━━━ Provided records

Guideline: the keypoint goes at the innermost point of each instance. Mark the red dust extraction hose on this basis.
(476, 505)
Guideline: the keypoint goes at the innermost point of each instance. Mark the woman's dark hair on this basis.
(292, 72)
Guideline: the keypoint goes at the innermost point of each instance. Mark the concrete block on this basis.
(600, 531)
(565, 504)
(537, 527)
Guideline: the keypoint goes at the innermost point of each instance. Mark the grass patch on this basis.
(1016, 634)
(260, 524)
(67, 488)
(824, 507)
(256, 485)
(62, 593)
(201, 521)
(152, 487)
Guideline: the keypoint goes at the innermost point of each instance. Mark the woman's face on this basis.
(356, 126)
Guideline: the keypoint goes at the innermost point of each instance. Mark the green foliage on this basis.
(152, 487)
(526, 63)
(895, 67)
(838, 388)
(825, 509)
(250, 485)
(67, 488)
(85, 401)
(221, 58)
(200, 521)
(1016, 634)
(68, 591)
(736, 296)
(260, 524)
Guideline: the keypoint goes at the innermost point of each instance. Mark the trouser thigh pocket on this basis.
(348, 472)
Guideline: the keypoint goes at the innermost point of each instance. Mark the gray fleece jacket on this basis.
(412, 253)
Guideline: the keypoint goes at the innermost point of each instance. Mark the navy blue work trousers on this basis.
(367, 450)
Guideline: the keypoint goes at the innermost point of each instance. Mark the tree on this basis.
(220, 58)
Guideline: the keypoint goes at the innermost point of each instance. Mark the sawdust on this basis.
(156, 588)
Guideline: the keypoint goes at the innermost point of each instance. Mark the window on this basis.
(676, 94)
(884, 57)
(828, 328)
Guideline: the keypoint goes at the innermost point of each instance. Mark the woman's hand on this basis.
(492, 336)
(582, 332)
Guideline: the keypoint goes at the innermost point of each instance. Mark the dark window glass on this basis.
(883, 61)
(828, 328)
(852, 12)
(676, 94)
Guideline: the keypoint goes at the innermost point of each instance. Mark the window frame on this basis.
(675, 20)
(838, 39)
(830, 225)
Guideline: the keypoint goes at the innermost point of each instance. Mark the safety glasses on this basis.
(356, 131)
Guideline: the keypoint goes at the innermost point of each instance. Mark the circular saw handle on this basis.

━━━━━━

- Written request:
Rewrite all of the data above, changing every "Guideline" to "Rule" and leaving everything else the same.

- Reply:
Rule: the keypoint goes at the innermost point of each instance. Mark the red dust extraction hose on this basis.
(476, 505)
Rule: the keypoint goes at the innermost point of each instance. Mark the woman's dark hair on this basis.
(292, 72)
Rule: the keypoint goes at the innermost point of each instance. Mark the concrete block on this basis.
(600, 531)
(565, 504)
(537, 527)
Rule: the keypoint goes at the innermost point of each instance. Mark the grass patch on this basis.
(1016, 634)
(260, 524)
(67, 488)
(824, 507)
(256, 485)
(62, 593)
(201, 521)
(152, 487)
Rule: the keypoint goes at the innermost point of each instance. Mark the woman's face on this basis.
(356, 126)
Rule: the keypoint goes at the innermost point of each instance. Mark the green foliage on this basis.
(152, 487)
(526, 63)
(895, 67)
(838, 388)
(825, 509)
(250, 485)
(67, 488)
(85, 401)
(221, 58)
(200, 521)
(1016, 634)
(68, 591)
(736, 296)
(260, 524)
Rule: the keypoint goes at the innermost point of each instance. Mark the trouser thigh pocket on this basis.
(348, 472)
Rule: the keypoint goes at the innermost point of each instance. Mark the gray fleece jacket on this basis.
(412, 253)
Rule: the keypoint goes at the innermost point of each instance. Mark the navy blue work trousers on this basis.
(367, 450)
Rule: the keypoint goes at the innermost point of each instance. Mark the tree on this basis.
(220, 58)
Rule: the keypoint goes at the innermost point of each instance. Mark the sawdust on this basis.
(156, 588)
Rule: the keypoint goes at the innermost point of each instance. Mark the window on this basis.
(676, 94)
(884, 57)
(828, 328)
Rule: the keypoint goes at the innermost point of each instance. Mark the woman's hand on this basis.
(492, 336)
(582, 332)
Rule: the keypoint goes at the innermost point of each instance. Mark the dark window glass on this basis.
(883, 61)
(828, 328)
(852, 12)
(676, 94)
Rule: the keypoint goes at the innermost point of each instance. Mark the window frame on this basis.
(675, 20)
(838, 39)
(830, 225)
Rule: the keypoint goes at the innermost point of each instance. Mark the safety glasses on this basis.
(356, 131)
Rule: the keypoint goes at the innermost point of each instance. Mark the circular saw handle on this basis.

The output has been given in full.